What follows is a set of entries; retype all of them exactly.
★ ★ ★ ★
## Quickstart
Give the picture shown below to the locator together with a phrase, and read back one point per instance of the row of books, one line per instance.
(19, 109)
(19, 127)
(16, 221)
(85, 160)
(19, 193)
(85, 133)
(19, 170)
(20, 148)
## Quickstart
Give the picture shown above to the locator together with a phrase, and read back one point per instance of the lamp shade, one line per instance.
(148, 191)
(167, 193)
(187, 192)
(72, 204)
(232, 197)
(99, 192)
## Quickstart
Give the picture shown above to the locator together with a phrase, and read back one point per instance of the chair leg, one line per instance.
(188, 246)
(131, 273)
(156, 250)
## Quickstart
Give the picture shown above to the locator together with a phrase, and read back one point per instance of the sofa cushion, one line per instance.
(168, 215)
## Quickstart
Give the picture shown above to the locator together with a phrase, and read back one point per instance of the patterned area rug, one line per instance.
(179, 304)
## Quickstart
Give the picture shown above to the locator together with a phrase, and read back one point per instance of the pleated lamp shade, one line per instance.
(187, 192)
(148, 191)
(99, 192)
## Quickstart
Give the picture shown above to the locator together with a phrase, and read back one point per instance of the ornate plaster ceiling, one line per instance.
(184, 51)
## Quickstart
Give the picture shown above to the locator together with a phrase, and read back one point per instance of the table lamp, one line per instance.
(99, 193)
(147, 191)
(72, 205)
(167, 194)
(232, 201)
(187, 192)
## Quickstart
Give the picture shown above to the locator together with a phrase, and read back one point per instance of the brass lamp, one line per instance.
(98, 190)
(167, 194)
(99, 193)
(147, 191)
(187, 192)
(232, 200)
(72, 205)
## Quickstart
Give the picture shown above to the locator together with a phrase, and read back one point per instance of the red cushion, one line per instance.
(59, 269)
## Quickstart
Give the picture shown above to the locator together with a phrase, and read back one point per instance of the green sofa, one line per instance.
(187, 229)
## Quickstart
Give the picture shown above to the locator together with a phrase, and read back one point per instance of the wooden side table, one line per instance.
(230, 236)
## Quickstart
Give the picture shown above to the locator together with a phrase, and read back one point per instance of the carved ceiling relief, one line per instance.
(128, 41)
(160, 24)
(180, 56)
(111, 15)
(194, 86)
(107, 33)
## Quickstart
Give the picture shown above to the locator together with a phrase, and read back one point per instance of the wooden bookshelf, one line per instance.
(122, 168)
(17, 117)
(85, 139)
★ ★ ★ ★
[RESPONSE]
## Quickstart
Give the picture shown below to the locator together with a phrase, and read back one point per instance of the row of books, one line per instance.
(19, 109)
(19, 127)
(16, 221)
(85, 160)
(19, 193)
(85, 133)
(19, 170)
(20, 148)
## Quickstart
Give the picture shown above to the locator together with a phrase, and read back one point per instance of the lamp shade, one line per instance.
(148, 191)
(167, 193)
(187, 192)
(72, 204)
(232, 197)
(99, 192)
## Quickstart
Give the picture shown above to the locator together with a phrase, and read back one point per instance of the chair leg, one line per instance.
(188, 246)
(131, 273)
(156, 250)
## Quickstart
Give the picture shown above to the locator together with a phrase, and read back one point per instance of the sofa cushion, one line per instance.
(168, 215)
## Quickstart
Give the picture shown above to the locator together with a phrase, and read back one point per instance of the patterned area rug, one line per instance.
(179, 304)
## Quickstart
Give the picture shown above to the locator together with a phrase, and read back one point per instance of the pleated lamp shade, one line per instance.
(187, 192)
(148, 191)
(99, 192)
## Quickstart
Give the picture shown above to the locator together with a phrase, and read back one point per instance of the ornate plaster ceiling, one line per instance.
(184, 51)
## Quickstart
Give the picture shown above to the locator together with a phrase, and read back one point per instance of the table lamp, one line per instance.
(99, 193)
(147, 191)
(72, 205)
(167, 194)
(232, 201)
(187, 192)
## Quickstart
Give the picture shown above to the locator together with a phrase, and read back one point per instance of the brass lamp, one line per instance.
(98, 190)
(167, 194)
(99, 193)
(147, 191)
(187, 192)
(232, 200)
(72, 205)
## Quickstart
Give the picture shown above to the locator together with a phrase, and read back one point per instance of the red cushion, one line per instance.
(59, 269)
## Quickstart
Give the picture shown above to the locator together with a phrase, and read back one point per instance of the green sofa, one line per instance.
(187, 229)
## Quickstart
Give the picture shown above to the locator together with a phrase, and read back one point per instance of the wooden side table, one line per instance.
(230, 236)
## Quickstart
Give the picture shown above to the locator together with a phrase, and read back one point per instance of the carved ceiling relief, one line per instance.
(128, 41)
(160, 24)
(180, 56)
(111, 15)
(194, 86)
(107, 33)
## Quickstart
Give the picture shown above to the locator together with a phrase, and read back one point per instance of the wooden bookshelf, one line per instance.
(122, 168)
(17, 117)
(85, 139)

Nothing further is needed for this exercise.